From the first line to the last, print the records exactly.
[Opening DATA FOR PROCESSING section]
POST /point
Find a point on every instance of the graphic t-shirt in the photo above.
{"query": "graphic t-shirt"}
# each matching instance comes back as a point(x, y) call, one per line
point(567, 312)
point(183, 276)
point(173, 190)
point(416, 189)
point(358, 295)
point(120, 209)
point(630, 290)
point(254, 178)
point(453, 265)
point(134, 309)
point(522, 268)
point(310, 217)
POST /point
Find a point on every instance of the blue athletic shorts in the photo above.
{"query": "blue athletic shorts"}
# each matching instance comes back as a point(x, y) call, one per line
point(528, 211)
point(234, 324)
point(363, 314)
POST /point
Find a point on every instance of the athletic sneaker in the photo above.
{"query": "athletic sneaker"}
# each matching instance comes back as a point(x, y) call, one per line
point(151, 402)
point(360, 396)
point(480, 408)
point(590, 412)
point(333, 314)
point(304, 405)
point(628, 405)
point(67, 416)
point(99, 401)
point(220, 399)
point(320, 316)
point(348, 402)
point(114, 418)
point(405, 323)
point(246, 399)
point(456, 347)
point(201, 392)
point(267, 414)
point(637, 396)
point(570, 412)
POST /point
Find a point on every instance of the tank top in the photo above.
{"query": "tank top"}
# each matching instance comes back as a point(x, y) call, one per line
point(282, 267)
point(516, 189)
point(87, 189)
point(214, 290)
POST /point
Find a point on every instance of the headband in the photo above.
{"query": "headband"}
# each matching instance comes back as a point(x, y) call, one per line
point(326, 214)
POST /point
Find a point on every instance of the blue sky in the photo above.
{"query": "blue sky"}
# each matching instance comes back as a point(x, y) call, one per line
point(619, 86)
[Closing DATA FOR PROCESSING section]
TASK RESULT —
POST /point
Find a point on every instance of the graphic t-shirt in the photo above.
{"query": "graphic t-shirt"}
# each matching instance comes back as a point(x, y) call, one per line
point(567, 312)
point(183, 276)
point(173, 190)
point(416, 189)
point(358, 295)
point(120, 209)
point(630, 290)
point(254, 178)
point(453, 265)
point(134, 309)
point(522, 268)
point(310, 217)
POST /point
Find a point on every instance of the blue athletic shorts in the photo above.
{"query": "blue athletic shorts"}
# each matching instance comes back as a point(x, y) call, one per line
point(528, 211)
point(234, 324)
point(363, 314)
POST /point
Find a point on every instance of the athletic sneaker in the photo above.
{"query": "athletic sneaker"}
# each matching instance comes back as a point(x, y) call, one per line
point(151, 402)
point(360, 396)
point(480, 408)
point(590, 412)
point(333, 314)
point(304, 405)
point(628, 405)
point(67, 416)
point(99, 401)
point(220, 399)
point(320, 316)
point(348, 402)
point(114, 418)
point(405, 323)
point(246, 399)
point(456, 347)
point(201, 392)
point(267, 414)
point(637, 396)
point(570, 412)
POST /point
Find a point on every instance of the tank top in the photo above.
{"query": "tank top"}
# each matching instance comes back as a point(x, y) call, one per line
point(282, 267)
point(516, 189)
point(87, 189)
point(214, 290)
POST /point
Find a point on every instance of the headband in the photo above.
{"query": "headband"}
# each matching instance comes back as a point(x, y) call, one per line
point(326, 214)
POST /point
Find a point on every instance of the blue sky in the photo above.
{"query": "blue sky"}
# each matching instance comes back as a point(x, y) call, one per line
point(619, 86)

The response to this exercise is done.